*Study material*
============================================================

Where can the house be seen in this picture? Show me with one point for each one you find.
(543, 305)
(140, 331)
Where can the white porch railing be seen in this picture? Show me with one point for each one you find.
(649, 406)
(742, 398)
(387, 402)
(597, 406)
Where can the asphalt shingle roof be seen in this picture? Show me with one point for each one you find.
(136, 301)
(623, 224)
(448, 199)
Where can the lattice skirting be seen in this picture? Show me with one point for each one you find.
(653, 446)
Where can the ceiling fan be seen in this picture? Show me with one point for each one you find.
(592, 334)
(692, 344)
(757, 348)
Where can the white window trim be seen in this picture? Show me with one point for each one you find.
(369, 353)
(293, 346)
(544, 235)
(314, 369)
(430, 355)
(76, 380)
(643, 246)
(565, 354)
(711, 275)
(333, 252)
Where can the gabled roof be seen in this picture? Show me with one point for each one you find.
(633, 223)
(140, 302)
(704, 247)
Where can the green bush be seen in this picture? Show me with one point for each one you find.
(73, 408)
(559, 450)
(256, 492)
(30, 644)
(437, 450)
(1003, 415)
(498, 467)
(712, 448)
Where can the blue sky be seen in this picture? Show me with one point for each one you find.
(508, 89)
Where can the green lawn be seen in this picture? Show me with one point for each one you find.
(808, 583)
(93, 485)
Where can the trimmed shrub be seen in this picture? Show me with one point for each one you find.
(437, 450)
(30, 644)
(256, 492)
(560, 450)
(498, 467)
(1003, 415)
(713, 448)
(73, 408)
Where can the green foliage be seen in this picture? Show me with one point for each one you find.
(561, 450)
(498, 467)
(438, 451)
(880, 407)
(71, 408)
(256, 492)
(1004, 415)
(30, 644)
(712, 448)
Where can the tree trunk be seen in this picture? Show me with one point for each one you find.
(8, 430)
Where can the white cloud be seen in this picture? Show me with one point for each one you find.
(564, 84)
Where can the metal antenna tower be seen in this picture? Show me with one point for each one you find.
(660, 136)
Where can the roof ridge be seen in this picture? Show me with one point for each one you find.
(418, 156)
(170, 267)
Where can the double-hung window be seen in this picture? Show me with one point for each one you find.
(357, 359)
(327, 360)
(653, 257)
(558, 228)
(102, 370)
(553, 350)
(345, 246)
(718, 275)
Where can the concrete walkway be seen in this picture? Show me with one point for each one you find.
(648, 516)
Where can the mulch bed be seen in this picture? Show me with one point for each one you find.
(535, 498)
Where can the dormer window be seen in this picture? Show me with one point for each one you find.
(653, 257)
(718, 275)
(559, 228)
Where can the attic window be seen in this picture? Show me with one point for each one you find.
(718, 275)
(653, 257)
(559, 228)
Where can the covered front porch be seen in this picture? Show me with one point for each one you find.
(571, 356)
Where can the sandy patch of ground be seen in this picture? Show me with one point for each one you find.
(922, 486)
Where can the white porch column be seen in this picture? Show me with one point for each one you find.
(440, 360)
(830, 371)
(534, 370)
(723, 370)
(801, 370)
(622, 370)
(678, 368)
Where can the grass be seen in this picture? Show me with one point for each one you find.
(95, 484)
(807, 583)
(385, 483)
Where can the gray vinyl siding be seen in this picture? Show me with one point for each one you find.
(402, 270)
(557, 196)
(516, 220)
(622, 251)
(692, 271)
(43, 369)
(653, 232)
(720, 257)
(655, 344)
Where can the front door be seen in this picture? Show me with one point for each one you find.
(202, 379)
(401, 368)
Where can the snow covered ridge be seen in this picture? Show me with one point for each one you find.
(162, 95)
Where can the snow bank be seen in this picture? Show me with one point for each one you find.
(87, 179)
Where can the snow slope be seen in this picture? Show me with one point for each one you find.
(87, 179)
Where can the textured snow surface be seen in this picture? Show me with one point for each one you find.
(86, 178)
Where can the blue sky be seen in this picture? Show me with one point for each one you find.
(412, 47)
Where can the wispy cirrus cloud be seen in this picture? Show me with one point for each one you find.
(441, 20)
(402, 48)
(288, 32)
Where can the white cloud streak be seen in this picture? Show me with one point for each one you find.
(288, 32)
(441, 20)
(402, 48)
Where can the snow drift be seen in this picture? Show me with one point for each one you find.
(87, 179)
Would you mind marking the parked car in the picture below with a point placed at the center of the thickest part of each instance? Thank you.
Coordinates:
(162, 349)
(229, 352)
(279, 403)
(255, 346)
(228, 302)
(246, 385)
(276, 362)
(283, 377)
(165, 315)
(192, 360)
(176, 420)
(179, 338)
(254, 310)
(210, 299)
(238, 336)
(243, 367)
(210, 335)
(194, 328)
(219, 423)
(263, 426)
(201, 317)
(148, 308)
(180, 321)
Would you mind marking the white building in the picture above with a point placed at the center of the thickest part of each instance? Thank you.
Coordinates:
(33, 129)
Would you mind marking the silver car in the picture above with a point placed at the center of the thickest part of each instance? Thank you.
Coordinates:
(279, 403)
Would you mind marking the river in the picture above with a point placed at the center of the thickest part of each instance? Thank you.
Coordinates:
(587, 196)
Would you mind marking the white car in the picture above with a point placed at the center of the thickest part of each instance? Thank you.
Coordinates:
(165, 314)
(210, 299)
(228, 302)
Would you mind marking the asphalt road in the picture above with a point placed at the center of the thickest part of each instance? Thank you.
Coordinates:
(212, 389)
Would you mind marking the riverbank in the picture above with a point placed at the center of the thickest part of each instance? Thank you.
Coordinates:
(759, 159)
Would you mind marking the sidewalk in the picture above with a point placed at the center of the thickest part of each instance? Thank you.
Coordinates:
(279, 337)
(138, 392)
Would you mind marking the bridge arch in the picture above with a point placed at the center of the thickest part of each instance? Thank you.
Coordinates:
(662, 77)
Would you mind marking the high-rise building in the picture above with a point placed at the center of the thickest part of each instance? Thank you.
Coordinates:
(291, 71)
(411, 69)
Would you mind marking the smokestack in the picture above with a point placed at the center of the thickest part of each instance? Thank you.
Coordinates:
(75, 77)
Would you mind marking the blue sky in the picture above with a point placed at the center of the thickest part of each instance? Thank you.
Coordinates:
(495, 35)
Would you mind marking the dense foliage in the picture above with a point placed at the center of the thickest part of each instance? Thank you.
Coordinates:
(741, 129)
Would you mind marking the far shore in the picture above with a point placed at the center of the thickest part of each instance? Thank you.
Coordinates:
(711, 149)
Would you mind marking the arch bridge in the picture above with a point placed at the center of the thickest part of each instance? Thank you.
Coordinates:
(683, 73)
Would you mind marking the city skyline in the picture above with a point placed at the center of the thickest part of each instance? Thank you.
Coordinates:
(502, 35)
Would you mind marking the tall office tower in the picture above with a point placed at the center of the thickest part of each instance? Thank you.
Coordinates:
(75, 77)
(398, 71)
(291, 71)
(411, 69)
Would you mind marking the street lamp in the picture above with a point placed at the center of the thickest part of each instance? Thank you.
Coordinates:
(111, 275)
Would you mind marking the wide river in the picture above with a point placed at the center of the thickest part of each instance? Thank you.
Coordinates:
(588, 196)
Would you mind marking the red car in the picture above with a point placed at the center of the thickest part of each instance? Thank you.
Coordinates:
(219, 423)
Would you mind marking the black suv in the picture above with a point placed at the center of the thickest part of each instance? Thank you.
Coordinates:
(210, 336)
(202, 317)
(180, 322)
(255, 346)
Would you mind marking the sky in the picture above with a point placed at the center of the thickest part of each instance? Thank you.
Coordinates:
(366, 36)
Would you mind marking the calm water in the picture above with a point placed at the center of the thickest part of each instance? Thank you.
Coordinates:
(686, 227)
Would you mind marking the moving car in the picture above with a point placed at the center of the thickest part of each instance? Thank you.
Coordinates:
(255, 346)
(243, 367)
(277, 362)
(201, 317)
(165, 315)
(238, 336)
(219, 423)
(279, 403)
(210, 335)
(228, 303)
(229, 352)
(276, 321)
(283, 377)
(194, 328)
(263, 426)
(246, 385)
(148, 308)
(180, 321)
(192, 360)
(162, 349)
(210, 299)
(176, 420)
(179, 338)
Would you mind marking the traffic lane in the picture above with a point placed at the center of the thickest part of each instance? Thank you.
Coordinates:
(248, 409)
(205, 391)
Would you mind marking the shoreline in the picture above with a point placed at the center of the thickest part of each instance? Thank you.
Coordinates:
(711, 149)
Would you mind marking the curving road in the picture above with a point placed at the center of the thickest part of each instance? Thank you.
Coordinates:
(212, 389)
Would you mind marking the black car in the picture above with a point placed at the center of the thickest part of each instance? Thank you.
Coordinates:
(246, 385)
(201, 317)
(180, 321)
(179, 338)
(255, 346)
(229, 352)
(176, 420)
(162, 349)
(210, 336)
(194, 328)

============================================================

*Work request*
Show, from the listing above, each line that contains the word "arch".

*Answer to the exercise*
Would you mind marking the bridge arch in the picture above with a point placed at the center of the thickest part of each instance? Thank you.
Would you mind marking the arch bridge in the picture above with a point placed at the center of the thickest part of each instance? Thank you.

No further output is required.